*SOURCE DOCUMENT*:
Will Rauner veto ‘progressive’ bills pushed through Springfield?

By Jean Lotus Staff Reporter

Scott Drury (D-Highwood)

In the frustrating struggle at the end of May to craft a budget bill that would pass both the Illinois House and Senate, the Springfield Democrats decided to clean out their inventory of “progressive” bills — some of which have lingered for more than a decade. With Democrat majorities, the General Assembly voted to raise the state minimum wage, approve automatic voter registration, and reform school spending formulas, along with other left-leaning bills that now wait on the desk of Republican Gov. Bruce Rauner.

Will Guzzardi (D-Chicago) has said he wanted to push state Democrats to more closely resemble the national party, which is building a progressive momentum in reaction to President Donald Trump.

Meanwhile business industry leaders complained the Democrat bills were pushing Illinois to become a “business unfriendly state.”

Leaders from industry groups complained that bills passed by Democrats were really the beginning of the 2018 campaigning.

“This is one of the most unfriendly to business General Assemblies that I’ve seen in my career,” said Greg Bais, of the Illinois Manufacturing Association at a press conference May 31. “The ’18 races have already invaded into the actions of the General Assembly, and the politics of both sides have played into the action,” he said. GOP lawmakers and the Governor called the Democrats’ bills “phony.”

Minimum wage increase

The battle for a state minimum wage increase has been brewing for years. The Illinois minimum wage has been stuck at $8.25 since 2011.

An advisory referendum to raise the state minimum wage received more than 63 percent of the vote in 2014. But some cynics said it was placed on the ballot to draw more Democrat voters out to the midterm election.

Will Guzzardi (D-Chicago)

This session, Guzzardi sponsored a minimum wage hike to $15 over five years that quickly flew through the House and Senate. It was supported by Mary Flowers (D-Chicago), and others, who had been proposing minimum wage hikes since 2013. “Even if you get to work 40 hours a week, that still amounts to about $17,000 a year, which is just abject poverty,” Guzzardi said. He was building on a national “Fight for 15” movement in New York, California and other states that has raised wages.

But even other Democrats seemed cautious during a two-hour debate on the House floor.

*DATA ROWS*:
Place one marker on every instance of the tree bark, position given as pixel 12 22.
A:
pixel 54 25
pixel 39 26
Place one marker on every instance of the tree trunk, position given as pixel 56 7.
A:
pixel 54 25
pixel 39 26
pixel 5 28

--

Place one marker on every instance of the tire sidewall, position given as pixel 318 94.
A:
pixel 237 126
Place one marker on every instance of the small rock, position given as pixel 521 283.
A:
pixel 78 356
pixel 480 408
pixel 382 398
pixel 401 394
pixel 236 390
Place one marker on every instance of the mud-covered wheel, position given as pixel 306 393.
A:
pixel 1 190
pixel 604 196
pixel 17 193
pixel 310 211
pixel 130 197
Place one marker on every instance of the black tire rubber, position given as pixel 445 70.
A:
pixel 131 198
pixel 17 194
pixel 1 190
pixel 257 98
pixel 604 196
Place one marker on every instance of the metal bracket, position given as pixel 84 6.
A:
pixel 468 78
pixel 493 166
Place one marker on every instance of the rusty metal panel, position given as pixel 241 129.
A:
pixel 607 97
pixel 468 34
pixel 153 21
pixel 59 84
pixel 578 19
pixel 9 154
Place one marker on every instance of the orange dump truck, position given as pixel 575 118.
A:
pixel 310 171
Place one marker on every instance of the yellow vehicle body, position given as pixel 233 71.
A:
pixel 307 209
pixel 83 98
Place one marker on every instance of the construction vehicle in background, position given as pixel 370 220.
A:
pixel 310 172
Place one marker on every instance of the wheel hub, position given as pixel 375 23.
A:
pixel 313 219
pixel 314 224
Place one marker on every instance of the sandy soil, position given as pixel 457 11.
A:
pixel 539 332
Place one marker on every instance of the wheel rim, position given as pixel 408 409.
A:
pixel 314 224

*TASKS TO PERFORM*:
[1] According to the article on the Illinois "progressive" bills, what amount has the state minimum wage been stuck at, and since what year?
[2] Write the next part of the article on Governor Rauner and the "progressive" bills passed in Springfield, picking up from its last sentence.

*ANSWERS*:
[1] $8.25, since 2011.

[2]
“I’m worried this will be bittersweet,” said Scott Drury (D-Highwood). “In 2013 we had 71 Democrats in the House and a Democratic governor and the bill didn’t get called,” he said. Springfield Democrats never called the bill with veto-proof majorities, so why were they calling it now? he asked. “In 2017 we have 67 Democrats and we’re running the bill. We have a governor that has promised to veto it and we don’t have the votes to [override] it,” Drury said. He worried the bill might just be a ruse to embarrass Rauner politically. “I’m so concerned that … we’ll pass this bill and it won’t be any relief for the people we’re trying to help,” he said.

Retail professional groups said the minimum wage increase would kill jobs and drive small businesses to close.

“In the retail industry every week we hear of stores closing of all types and sizes,” said Rob Karr, of the Illinois Retail Merchants Assn. Springfield politicians want to “reach into our pickets with both hands, so people earn more and add additional costly benefits,” he said. “It’s a bleak narrative in the retail sector, with smaller and smaller margins and seeing that vanish under fiat of government action.”

Automatic voter registration

The House and Senate were unanimous in passing so-called “motor-voter” automatic registration in the last days of the spring session.

Gov. Bruce Rauner

A similar bill, passed in the summer of 2016, got the Rauner veto. Supporters said automatically registering people to vote when they renewed drivers’ licenses and submitted documentation to other state agencies would add 1 million new voters and clear up outdated addresses on voting rolls.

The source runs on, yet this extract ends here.